▸ Directions
After locating the line that contains "[pin] maroon pants -- one per line" in the listing below, write out that line and every following line exactly, with no other output.

▸ Extracted records
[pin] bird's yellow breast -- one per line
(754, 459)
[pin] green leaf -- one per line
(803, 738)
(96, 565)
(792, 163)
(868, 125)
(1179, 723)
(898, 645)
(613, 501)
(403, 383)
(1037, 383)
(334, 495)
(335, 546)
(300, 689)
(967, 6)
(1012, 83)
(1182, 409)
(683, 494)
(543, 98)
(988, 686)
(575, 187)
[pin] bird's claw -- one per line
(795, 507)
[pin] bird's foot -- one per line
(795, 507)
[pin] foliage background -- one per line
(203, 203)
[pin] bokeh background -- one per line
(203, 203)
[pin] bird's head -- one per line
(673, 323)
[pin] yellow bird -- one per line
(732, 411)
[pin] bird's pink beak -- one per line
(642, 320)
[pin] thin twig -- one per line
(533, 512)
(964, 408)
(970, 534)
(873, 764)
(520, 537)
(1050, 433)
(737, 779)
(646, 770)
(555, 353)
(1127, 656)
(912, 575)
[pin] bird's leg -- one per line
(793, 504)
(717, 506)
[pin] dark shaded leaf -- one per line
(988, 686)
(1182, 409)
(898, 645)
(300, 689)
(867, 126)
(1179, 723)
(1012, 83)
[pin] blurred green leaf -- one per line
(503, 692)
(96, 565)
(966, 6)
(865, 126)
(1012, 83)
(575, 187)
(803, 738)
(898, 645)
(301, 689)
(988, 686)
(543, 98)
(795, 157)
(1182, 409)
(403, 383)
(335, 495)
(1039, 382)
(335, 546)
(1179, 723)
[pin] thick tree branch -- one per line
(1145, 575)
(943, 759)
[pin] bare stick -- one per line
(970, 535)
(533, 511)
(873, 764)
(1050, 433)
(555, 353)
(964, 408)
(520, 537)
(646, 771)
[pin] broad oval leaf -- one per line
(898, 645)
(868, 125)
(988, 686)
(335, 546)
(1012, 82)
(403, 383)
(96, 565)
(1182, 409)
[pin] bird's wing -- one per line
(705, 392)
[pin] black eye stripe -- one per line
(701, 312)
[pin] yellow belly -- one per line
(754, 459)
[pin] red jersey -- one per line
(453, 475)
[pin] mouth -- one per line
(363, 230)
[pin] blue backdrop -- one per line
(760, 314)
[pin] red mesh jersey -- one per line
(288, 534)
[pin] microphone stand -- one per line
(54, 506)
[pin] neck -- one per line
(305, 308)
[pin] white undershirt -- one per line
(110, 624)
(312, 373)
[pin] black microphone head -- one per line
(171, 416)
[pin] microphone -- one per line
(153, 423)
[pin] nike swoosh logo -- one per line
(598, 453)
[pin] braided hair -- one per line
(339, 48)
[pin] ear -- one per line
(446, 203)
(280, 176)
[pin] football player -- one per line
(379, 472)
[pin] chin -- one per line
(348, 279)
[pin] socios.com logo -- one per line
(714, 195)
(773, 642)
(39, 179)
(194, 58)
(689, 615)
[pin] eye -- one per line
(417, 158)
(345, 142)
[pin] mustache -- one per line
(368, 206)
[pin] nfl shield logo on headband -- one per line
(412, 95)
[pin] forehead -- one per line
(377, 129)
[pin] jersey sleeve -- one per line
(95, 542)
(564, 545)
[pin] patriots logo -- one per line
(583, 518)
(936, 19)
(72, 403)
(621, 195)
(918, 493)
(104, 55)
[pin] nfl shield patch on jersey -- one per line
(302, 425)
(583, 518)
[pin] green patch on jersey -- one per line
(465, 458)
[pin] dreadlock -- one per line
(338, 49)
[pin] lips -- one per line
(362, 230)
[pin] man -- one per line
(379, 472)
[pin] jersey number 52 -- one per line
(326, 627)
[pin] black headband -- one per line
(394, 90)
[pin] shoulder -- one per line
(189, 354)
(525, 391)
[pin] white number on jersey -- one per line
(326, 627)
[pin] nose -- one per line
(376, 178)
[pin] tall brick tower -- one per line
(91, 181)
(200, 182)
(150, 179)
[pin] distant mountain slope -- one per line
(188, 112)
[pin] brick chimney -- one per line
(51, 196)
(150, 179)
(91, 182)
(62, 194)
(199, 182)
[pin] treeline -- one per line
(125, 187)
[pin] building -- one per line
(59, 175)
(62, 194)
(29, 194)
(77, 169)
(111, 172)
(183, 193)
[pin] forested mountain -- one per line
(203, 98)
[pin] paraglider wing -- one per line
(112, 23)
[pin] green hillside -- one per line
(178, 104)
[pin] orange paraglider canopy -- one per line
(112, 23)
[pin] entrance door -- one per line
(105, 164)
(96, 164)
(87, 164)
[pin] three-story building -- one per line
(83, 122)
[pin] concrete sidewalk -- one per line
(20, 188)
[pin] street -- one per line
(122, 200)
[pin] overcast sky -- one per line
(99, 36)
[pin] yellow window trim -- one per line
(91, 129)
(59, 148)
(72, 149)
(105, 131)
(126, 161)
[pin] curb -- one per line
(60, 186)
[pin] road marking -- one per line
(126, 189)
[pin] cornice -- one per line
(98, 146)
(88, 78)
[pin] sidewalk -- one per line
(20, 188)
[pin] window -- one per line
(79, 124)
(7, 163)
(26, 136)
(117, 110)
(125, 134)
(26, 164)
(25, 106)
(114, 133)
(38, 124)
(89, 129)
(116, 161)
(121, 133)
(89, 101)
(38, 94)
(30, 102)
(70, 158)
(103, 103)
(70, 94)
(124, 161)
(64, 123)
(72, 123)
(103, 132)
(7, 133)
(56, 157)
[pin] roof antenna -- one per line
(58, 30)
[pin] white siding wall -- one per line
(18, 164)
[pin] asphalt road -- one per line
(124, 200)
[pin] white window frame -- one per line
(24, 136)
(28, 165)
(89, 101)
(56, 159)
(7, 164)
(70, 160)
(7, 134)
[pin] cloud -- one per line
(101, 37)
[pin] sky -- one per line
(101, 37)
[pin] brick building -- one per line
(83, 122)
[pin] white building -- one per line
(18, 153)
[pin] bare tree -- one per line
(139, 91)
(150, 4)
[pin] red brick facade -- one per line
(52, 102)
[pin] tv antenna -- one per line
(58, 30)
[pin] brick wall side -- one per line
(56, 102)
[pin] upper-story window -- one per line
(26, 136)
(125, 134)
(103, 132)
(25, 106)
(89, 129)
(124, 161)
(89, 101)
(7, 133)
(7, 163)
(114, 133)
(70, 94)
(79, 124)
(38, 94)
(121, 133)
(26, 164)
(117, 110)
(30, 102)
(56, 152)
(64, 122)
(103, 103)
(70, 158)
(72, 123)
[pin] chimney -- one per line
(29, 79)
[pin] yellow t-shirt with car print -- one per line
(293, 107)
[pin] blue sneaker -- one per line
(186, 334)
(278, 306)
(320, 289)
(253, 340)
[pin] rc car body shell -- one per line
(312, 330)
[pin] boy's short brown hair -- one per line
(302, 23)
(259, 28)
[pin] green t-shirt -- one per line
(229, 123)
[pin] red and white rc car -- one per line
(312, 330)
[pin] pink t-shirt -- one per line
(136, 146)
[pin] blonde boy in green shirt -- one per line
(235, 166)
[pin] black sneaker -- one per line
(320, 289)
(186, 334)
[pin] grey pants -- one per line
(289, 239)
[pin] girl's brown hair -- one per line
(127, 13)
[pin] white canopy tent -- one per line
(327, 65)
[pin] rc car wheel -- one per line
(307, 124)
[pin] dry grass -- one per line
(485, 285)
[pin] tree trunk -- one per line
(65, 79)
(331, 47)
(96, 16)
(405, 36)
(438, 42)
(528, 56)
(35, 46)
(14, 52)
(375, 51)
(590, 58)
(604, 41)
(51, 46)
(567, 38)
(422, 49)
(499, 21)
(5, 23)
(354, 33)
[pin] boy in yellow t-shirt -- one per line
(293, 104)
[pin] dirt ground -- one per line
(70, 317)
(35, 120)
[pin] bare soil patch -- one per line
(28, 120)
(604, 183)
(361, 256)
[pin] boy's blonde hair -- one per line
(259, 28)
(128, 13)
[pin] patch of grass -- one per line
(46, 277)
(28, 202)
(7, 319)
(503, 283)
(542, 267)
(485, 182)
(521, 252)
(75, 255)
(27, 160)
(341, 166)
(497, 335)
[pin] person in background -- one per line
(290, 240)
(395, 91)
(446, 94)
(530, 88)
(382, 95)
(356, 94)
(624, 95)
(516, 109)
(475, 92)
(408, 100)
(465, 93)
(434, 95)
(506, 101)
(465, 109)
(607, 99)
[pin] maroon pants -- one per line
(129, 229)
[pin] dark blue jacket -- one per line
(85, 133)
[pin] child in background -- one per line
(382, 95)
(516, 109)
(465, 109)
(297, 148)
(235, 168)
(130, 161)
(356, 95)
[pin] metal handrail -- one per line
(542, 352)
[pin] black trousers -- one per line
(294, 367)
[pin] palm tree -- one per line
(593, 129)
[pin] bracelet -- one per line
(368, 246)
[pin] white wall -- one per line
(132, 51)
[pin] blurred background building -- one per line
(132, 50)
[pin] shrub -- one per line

▸ Final answer
[pin] maroon pants -- one per line
(129, 229)
[pin] dark blue jacket -- one per line
(85, 133)
[pin] child in background -- one per line
(382, 95)
(516, 109)
(465, 109)
(297, 148)
(235, 168)
(130, 161)
(356, 95)
[pin] metal handrail -- one per line
(542, 352)
[pin] black trousers -- one per line
(294, 367)
[pin] palm tree -- one per line
(593, 129)
[pin] bracelet -- one per line
(368, 246)
[pin] white wall -- one per line
(132, 51)
[pin] blurred background building -- one per line
(132, 50)
[pin] shrub -- one per line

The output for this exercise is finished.